Description of the task:
Omit the images, then print each record below exactly as it reads.

*** Begin section ***

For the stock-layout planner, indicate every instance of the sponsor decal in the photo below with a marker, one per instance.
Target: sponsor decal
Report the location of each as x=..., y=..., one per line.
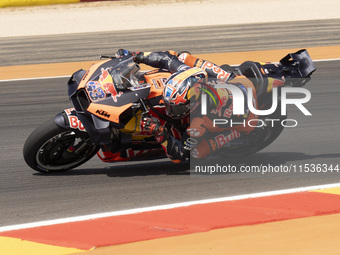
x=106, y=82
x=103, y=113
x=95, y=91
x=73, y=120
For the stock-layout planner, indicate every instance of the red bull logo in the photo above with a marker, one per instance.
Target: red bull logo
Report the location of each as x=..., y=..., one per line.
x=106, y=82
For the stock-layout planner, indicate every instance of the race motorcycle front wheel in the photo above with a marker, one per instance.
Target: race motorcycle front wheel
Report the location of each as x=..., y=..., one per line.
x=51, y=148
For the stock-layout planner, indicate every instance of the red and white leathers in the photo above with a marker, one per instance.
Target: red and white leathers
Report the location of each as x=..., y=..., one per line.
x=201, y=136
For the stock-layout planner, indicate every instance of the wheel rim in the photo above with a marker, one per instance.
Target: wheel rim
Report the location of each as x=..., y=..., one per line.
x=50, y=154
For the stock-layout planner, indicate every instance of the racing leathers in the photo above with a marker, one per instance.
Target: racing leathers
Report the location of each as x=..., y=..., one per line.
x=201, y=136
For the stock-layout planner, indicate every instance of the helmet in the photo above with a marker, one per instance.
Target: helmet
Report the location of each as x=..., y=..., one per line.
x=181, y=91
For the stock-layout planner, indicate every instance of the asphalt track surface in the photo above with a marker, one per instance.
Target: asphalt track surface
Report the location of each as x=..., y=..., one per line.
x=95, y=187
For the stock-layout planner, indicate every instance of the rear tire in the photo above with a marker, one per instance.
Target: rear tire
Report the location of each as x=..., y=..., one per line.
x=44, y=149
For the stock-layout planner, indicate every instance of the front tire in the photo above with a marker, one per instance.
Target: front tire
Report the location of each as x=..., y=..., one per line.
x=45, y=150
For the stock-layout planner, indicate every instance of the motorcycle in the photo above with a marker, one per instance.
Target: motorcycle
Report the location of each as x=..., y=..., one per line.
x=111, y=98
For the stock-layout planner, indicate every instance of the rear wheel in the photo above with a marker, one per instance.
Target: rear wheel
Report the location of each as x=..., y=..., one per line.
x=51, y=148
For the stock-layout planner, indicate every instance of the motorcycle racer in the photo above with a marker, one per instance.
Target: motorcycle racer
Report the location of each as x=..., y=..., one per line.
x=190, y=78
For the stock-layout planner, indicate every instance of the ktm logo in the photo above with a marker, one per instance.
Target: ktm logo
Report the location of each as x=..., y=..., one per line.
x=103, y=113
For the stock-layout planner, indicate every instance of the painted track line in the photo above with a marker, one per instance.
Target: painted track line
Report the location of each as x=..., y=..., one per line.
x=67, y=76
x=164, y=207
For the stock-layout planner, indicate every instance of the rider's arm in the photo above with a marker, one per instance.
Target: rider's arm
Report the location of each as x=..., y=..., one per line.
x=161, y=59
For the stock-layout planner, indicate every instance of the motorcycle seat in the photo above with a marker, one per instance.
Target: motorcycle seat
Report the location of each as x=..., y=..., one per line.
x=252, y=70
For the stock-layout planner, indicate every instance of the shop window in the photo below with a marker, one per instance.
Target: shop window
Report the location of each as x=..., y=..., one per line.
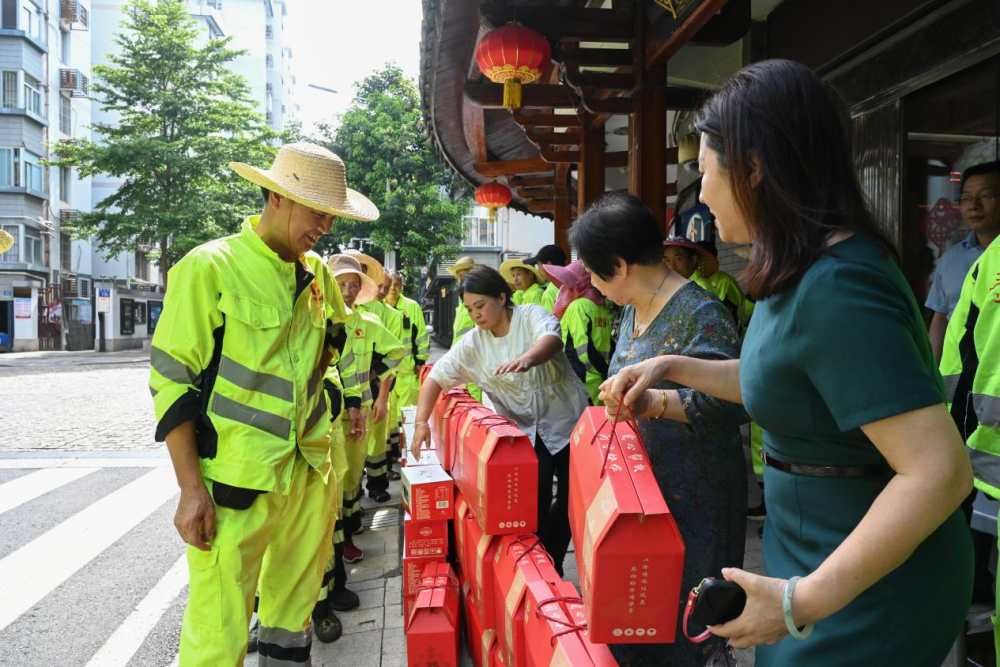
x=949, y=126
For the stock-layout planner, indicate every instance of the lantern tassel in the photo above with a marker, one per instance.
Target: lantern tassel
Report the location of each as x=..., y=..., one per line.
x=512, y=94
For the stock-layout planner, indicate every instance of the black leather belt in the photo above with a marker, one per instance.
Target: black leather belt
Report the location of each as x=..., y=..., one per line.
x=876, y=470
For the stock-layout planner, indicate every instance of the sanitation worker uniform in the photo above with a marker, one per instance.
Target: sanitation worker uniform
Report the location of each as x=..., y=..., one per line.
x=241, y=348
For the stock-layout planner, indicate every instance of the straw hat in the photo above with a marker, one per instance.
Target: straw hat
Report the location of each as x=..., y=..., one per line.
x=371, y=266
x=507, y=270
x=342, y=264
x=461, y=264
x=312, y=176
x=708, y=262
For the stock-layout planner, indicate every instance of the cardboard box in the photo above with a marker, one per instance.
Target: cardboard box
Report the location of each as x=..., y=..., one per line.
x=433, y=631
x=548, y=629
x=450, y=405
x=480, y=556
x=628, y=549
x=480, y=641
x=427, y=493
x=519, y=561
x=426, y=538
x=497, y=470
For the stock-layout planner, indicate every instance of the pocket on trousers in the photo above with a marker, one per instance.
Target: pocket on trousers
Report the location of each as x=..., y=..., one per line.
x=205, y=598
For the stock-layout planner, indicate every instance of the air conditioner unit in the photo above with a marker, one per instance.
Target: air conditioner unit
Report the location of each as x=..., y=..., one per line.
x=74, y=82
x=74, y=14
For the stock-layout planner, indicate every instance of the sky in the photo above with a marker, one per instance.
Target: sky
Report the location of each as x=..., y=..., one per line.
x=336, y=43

*** End section ***

Output of the task:
For the stock-layout planner, indicate every instance of the sponsor decal in the photo below with a marker, one per instance.
Target: sponsor decal
Report the location of each as x=..., y=..., one per line.
x=106, y=82
x=103, y=113
x=95, y=91
x=73, y=120
For the stock-layout planner, indicate every instance of the red bull logo in the photo above with a marker, one per instance.
Target: red bull logo
Report the location of each as x=..., y=..., one per line.
x=106, y=82
For the stock-layout planner, indicate every instance of the race motorcycle front wheel in the photo above with a marker, one per instance.
Target: race motorcycle front wheel
Report the location of each as x=..., y=..., one per line.
x=51, y=148
For the stock-layout planner, indicate every instance of the red and white leathers in the photo above with a marker, one per instance.
Target: red and white leathers
Report the location of each as x=..., y=..., one per line.
x=201, y=136
For the stock-layout planner, indicate every instance of the wheel rim in the photo above with a marker, one per instance.
Target: wheel rim
Report the location of each as x=..., y=..., one per line.
x=50, y=154
For the stock-layout planner, indicate every instance of the racing leathers in the photo above with a marker, one per instance.
Target: racing leathers
Report the location of each as x=..., y=..., one per line.
x=201, y=136
For the stock-layout planner, indicate every instance of the helmet in the photo above with a marker, one per instance.
Target: helmet
Report the location of each as x=..., y=..., one per line.
x=181, y=91
For the stock-layout planner, indicate every instance of the asphalt track surface in the photo above with a marker, one per instance.
Target: asphalt track surface
Report the location of each as x=..., y=..., one per line.
x=95, y=187
For the stock-layout planner, indicate every instance of the rear tire in the photo above with a marker, one per instance.
Target: rear tire
Report the location of each as x=..., y=..., one per line.
x=44, y=149
For the stock-layout planner, indicate every instance of the front tire in the photo above with a marker, one per instance.
Target: front tire
Report the location of each as x=..., y=..., one per line.
x=45, y=150
For the stock-layout planner, indicate every instance of the motorcycle in the photo above with a marker, one per instance.
Target: motorcycle
Report the location of each as x=..., y=..., one per line.
x=111, y=98
For the stock-layout planner, indicate every instance of the rear wheel in the photo above with a marker, one per instance.
Target: rear wheel
Report the location of each as x=..., y=..., one per line.
x=51, y=148
For the stock-layout planner, indicate every instance of the motorcycle racer in the photo above with a marker, one per instance.
Target: motorcycle racer
Report the location of each as x=..., y=..., one per line.
x=190, y=78
For the stock-layout planner, indicate every instance of the ktm logo in the photo above with a marker, one per instance.
Target: ktm logo
Report the location of each as x=..., y=..., one per line.
x=103, y=113
For the stock-layout planner, indicate every instance of the painted track line in the photo above with a marker, one per instance.
Target: painted track line
Report the location of each as x=..., y=..., one per line.
x=67, y=76
x=164, y=207
For the stock-layout planner, indicate every instance of the rider's arm in the photo above with a marker, one per instance.
Target: rider's arm
Report the location of each as x=..., y=..., one per line.
x=161, y=59
For the stock-layout planner, indicate every instance of the motorcycle seat in the photo above with a marker, one per instance.
Target: motorcycle seat
Report the location of each as x=..., y=..., one per line.
x=252, y=70
For the stock-layout planner, indicate every instance of the shop window in the photo below with a marker, one per instance.
Target: shop window
Report the location of each as x=..., y=..., one per line.
x=949, y=126
For the stock-layout planner, indicate every instance of the lantern tassel in the photo above with a marker, one per instance.
Target: lantern tassel
Report the location of each as x=..., y=..., one per line.
x=512, y=94
For the stock-layout planner, indicate every instance of the black leather belt in the photo above with a marker, one per instance.
Target: black leather belt
Report the location of each as x=..., y=..., one per line.
x=876, y=470
For the stock-layout planner, indicate every instance of the sanitation worker uniform in the photo above with a marker, one per instance.
Target: sanitation worker uniform
Report the location of each as x=..., y=..., one per line.
x=241, y=348
For the stock-layout planner, indicate every instance of the straw hat in the photo above with a marker, one per instance.
Target: straw hat
Report the location of each as x=..., y=..., one per line.
x=371, y=266
x=507, y=270
x=342, y=264
x=461, y=264
x=312, y=176
x=708, y=262
For the stock-layout planner, indicate every instance of the cardboard box in the photo above with a marker, one per instance.
Target: cardboard box
Report the location of each as x=..., y=..., one per line.
x=433, y=631
x=548, y=629
x=450, y=405
x=480, y=556
x=628, y=549
x=480, y=641
x=427, y=493
x=519, y=561
x=426, y=538
x=497, y=470
For the stock-layout planner, indicate every instance of the pocket on trousers in the photo above with a marker, one per instance.
Target: pocket on trousers
Report the location of each as x=..., y=..., one per line.
x=205, y=598
For the stock-layout planner, indicate every instance of the air conditioner unit in the photo above with a marker, one per instance.
Target: air conditioner unit
Report the location of each as x=..., y=..., one per line.
x=74, y=82
x=74, y=14
For the stock-layout planner, indicate every instance of the sky in the photo above with a marker, one per instance.
Target: sky
Report the location of each as x=..., y=..., one per line.
x=336, y=43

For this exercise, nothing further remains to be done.